No tempo de Jack, o Estripador, uma época difícil para
Londres, também vivia na capital britânica um afável estenógrafo chamado
Ebenezer Howard – e ele merece ser lembrado porque acabou tendo um impacto
significativo e duradouro no modo como pensamos as cidades. Calvo, com bigode
farto que lhe cobria a boca e óculos de armação metálica, Howard tinha o ar
distraído de um sonhador.
E não estava nada contente com seu trabalho, que era o
de transcrever discursos parlamentares. Sua inquietação levou-o a investigar o
espiritismo, aprender o esperanto, uma língua que acabara de ser criada, e
inventar uma máquina de taquigrafia. Além disso, sonhava com imóveis.
Em carta de 1885 à esposa, ele afirma que o melhor
para a família deles seria uma casa com “um jardim muito agradável e talvez até
uma quadra de tênis”. Após gerar quatro filhos ao longo de seis anos enquanto
morava em uma apertada casa alugada, Howard concebeu um plano para despovoar
Londres.
Na década de 1880, Londres, que passava por um surto
de crescimento, estava repleta de gente bem mais desesperada que Howard. Jack,
o Estripador, escolhia suas vítimas em cortiços nos quais as condições de vida
eram medonhas. “Em um porão viviam pai, mãe, três filhos e quatro porcos! [...]
Em outro local, havia uma viúva, seus três filhos e
uma criança que morrera 13 dias antes”, escreveu Andrew Mearns, um reverendo
empenhado em mudar essa situação. Tais cortiços eram conhecidos na época
vitoriana como “viveiros”, ou colônias de reprodução de animais.
O planejamento
urbano no século 20 teve como base essa percepção negativa, herdada do século
anterior. E, curiosamente, ele começou com Ebenezer Howard. Em um livreto que
publicou em 1898, o estenógrafo que passava o dia transcrevendo ideias alheias
decidiu expor suas ideias de como deveria viver a humanidade – apresentando uma
concepção tão atraente que, meio século depois, o americano Lewis Mumford, um
importante crítico de arquitetura, afirmou que Howard havia “lançado os
fundamentos de um novo ciclo da civilização urbana”.
Para Howard,
era preciso interromper a onda de crescimento urbano, incentivando as pessoas a
sair das metrópoles cancerosas e se mudar para novas e autônomas
“cidades-jardins”. Os felizes moradores desfrutariam de uma “mescla jubilosa”

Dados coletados
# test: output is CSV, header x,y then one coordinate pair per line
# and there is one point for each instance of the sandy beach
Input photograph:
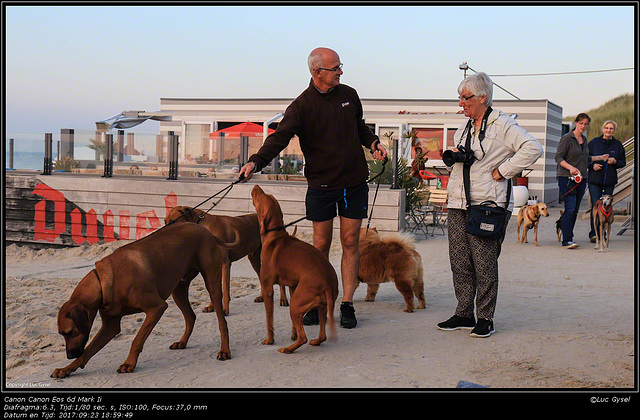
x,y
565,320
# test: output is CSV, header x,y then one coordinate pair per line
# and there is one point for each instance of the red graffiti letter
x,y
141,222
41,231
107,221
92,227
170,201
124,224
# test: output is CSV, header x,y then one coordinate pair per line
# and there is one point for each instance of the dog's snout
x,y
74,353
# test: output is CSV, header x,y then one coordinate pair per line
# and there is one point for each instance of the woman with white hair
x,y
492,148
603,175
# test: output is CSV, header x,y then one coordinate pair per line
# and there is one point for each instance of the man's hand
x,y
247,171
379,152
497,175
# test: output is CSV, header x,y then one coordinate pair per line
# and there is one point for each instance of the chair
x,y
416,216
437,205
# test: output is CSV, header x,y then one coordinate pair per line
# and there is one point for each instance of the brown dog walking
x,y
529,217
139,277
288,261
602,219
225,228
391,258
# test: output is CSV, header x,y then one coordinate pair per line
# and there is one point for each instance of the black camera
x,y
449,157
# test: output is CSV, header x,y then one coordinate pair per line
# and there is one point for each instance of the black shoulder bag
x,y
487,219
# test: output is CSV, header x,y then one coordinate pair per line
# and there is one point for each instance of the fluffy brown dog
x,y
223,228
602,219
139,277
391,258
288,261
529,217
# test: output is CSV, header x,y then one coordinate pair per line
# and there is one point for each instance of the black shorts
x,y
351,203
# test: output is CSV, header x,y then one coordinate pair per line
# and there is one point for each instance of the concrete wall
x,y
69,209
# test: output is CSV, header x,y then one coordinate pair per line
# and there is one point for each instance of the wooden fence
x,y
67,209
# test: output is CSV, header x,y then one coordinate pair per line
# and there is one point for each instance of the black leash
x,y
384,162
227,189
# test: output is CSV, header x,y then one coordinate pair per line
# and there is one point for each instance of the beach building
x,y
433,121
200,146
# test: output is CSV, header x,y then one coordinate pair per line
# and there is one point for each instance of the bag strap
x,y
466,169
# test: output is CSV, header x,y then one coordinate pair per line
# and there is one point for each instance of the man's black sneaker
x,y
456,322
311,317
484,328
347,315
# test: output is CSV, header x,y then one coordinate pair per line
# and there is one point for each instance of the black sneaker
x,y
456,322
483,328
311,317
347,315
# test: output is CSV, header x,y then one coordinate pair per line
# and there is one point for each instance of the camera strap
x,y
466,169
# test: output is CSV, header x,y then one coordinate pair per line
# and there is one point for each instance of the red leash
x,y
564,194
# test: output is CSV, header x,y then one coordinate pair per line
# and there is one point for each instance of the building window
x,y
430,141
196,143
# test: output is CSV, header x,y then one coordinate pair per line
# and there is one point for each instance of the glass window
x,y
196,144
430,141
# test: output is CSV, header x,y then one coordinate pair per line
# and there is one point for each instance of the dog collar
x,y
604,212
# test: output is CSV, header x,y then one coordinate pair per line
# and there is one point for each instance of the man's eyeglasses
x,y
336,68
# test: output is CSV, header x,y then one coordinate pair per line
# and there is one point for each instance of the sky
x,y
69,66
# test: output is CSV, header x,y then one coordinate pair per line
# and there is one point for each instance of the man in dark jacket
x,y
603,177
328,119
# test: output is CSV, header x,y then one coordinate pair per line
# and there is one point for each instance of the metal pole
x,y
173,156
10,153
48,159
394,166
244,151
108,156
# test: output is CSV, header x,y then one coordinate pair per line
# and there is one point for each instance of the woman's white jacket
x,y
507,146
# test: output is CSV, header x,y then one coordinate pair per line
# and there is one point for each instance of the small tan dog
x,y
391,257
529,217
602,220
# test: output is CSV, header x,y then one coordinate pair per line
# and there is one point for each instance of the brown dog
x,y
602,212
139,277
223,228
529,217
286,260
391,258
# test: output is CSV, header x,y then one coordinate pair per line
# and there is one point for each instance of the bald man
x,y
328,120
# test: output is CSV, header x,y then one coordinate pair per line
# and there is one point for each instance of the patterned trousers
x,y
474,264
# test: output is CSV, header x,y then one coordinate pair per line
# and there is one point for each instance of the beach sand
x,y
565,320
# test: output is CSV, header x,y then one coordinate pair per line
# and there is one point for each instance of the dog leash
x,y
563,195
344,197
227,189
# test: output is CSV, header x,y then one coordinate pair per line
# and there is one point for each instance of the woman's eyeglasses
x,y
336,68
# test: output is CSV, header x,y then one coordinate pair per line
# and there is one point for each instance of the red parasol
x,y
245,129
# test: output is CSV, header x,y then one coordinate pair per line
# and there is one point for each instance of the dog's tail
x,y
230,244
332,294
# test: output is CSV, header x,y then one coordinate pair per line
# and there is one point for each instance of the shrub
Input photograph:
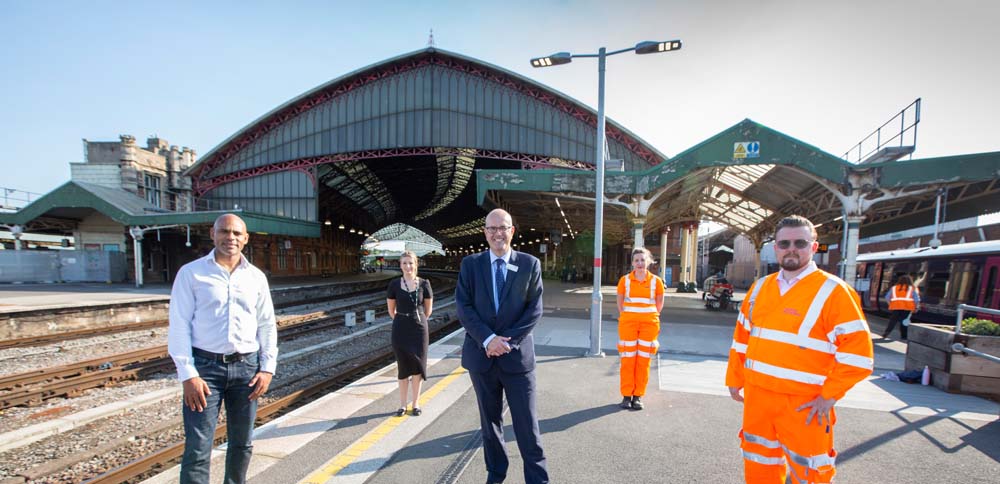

--

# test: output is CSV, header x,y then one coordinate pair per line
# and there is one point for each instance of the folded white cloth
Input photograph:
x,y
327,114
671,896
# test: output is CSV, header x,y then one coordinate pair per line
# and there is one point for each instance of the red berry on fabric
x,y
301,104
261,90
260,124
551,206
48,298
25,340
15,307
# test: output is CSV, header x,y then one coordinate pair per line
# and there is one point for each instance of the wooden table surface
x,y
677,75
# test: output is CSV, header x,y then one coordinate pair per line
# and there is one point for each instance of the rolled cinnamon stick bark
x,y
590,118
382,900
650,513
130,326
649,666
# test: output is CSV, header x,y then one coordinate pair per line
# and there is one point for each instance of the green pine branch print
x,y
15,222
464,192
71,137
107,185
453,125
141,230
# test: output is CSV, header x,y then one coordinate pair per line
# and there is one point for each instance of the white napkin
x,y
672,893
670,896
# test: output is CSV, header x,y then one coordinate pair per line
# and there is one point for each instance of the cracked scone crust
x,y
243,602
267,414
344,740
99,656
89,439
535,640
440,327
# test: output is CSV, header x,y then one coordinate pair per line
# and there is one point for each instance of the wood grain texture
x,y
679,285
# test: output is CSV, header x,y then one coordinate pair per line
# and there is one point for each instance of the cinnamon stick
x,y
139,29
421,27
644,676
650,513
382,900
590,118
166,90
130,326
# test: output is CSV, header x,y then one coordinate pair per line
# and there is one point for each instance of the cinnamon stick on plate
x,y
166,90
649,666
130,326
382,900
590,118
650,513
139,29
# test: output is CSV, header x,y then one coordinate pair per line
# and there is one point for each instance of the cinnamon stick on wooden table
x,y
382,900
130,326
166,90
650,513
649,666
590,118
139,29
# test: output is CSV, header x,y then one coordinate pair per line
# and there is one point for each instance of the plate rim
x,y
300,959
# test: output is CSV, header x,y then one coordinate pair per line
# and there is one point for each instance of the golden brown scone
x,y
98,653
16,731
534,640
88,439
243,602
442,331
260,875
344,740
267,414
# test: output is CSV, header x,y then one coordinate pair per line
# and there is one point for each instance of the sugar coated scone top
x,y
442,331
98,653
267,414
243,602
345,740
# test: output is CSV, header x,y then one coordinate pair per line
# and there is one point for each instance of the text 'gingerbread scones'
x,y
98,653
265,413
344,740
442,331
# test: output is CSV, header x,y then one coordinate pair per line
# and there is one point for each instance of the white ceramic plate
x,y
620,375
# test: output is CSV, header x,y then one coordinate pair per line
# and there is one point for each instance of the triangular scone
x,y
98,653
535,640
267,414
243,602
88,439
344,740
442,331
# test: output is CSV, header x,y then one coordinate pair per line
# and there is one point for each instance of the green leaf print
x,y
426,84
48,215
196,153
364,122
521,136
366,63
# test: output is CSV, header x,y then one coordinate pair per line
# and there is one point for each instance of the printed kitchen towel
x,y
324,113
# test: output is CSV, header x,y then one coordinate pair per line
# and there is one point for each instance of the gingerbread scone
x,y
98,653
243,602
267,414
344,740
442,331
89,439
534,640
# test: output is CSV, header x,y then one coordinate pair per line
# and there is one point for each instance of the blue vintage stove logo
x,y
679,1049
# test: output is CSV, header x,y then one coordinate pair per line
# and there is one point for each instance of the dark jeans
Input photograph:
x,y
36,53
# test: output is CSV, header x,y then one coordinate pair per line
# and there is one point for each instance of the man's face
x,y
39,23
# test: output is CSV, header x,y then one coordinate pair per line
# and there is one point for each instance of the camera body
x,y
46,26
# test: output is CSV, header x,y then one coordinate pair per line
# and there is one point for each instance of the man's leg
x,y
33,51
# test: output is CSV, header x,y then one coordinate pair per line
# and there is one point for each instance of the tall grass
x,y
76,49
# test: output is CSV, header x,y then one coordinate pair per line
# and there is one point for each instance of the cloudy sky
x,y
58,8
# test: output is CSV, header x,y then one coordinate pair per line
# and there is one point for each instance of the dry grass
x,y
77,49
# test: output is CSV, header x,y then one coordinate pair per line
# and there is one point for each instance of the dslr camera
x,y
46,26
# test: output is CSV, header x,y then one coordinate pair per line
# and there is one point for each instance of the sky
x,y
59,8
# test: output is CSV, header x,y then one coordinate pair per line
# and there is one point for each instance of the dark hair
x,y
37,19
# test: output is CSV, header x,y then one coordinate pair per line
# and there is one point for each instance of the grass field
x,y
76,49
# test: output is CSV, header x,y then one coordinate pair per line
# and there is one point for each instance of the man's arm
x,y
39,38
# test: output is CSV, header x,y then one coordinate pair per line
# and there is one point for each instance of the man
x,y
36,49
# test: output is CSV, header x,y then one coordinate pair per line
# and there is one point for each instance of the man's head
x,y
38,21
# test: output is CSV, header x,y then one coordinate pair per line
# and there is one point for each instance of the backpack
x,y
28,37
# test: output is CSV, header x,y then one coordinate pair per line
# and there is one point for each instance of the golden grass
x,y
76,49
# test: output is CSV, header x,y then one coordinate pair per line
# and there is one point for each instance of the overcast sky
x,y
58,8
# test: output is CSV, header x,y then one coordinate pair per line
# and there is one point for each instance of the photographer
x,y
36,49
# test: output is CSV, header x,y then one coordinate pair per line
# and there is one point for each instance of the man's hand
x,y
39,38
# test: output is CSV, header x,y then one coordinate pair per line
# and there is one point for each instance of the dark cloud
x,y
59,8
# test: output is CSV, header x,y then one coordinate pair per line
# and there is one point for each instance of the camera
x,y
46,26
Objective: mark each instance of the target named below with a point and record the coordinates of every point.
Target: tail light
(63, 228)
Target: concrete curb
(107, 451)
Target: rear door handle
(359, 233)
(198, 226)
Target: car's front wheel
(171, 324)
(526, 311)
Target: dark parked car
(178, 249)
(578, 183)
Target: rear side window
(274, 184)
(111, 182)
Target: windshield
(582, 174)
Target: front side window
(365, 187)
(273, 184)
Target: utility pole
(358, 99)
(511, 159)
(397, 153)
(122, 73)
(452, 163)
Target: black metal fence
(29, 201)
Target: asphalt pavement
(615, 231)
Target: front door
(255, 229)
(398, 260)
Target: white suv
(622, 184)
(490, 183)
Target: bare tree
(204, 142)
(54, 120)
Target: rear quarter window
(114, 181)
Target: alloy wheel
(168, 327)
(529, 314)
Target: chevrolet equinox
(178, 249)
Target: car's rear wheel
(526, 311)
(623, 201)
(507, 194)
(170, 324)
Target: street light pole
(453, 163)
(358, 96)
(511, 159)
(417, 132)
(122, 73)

--

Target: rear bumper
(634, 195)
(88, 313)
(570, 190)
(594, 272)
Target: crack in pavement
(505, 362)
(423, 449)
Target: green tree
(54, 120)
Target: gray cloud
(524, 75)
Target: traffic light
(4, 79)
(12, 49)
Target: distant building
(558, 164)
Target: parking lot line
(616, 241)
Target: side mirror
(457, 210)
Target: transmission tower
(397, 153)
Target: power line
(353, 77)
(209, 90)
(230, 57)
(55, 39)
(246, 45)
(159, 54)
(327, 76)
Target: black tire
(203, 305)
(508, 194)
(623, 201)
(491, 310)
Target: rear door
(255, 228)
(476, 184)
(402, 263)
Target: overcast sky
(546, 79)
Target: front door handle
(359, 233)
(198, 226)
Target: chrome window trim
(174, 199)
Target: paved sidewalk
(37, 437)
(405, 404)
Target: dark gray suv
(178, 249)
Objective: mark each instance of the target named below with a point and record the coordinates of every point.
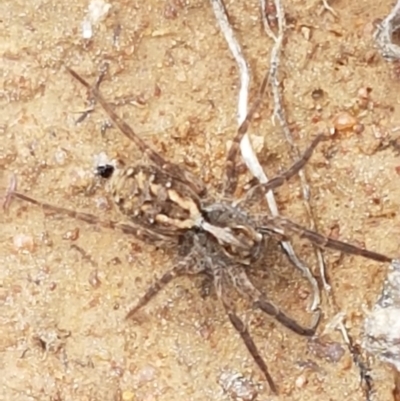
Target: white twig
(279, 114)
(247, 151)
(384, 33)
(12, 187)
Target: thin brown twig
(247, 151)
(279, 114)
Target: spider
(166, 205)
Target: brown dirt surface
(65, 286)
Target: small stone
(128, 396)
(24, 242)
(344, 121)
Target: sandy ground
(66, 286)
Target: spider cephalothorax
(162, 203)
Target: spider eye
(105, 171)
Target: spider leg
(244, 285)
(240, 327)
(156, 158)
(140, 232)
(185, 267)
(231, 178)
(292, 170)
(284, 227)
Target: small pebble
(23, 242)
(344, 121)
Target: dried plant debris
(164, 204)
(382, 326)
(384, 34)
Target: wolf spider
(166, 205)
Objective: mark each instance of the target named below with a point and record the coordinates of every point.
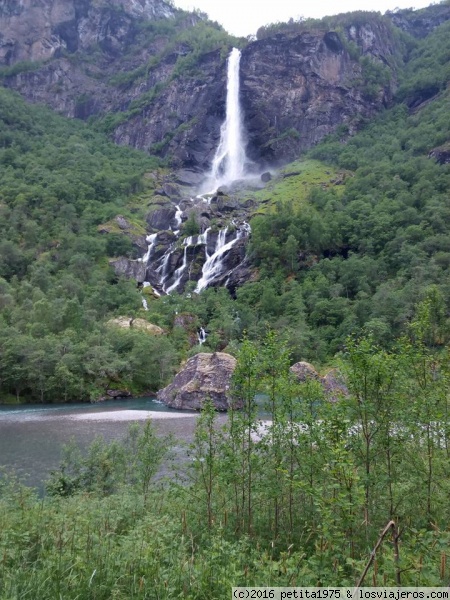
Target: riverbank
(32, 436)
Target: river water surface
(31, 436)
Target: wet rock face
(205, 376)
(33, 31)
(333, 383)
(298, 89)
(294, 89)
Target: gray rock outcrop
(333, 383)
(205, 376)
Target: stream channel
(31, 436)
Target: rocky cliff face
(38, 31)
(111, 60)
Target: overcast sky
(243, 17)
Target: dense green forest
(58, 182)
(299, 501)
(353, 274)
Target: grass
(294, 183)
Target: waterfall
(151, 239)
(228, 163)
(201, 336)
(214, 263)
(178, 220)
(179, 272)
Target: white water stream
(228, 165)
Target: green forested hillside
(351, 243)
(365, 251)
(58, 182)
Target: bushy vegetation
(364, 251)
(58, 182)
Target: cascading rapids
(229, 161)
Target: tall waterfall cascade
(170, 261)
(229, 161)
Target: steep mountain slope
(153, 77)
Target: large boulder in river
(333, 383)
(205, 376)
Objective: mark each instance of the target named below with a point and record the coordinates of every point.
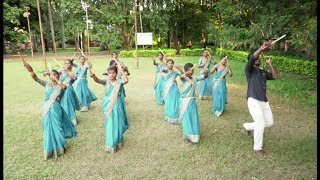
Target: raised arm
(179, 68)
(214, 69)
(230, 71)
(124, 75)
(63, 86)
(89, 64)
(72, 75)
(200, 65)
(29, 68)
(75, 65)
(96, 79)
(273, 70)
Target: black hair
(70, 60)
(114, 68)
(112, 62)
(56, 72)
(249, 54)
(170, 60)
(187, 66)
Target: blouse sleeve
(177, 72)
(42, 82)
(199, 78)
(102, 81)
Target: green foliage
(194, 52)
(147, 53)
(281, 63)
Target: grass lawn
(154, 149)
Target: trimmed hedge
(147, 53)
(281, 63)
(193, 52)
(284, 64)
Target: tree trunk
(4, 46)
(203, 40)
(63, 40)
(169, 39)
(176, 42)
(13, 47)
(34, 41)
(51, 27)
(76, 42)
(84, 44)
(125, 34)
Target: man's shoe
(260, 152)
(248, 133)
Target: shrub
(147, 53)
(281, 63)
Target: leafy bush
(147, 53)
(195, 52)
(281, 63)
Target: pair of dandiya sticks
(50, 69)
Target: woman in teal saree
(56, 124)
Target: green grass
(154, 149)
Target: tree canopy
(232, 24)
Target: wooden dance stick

■ **ENUNCIADO**:
No texto sobre Ebenezer Howard, qual era o trabalho que o deixava descontente? Os itens não são necessários aqui.

■ **RESPOSTA**:
Transcrever discursos parlamentares.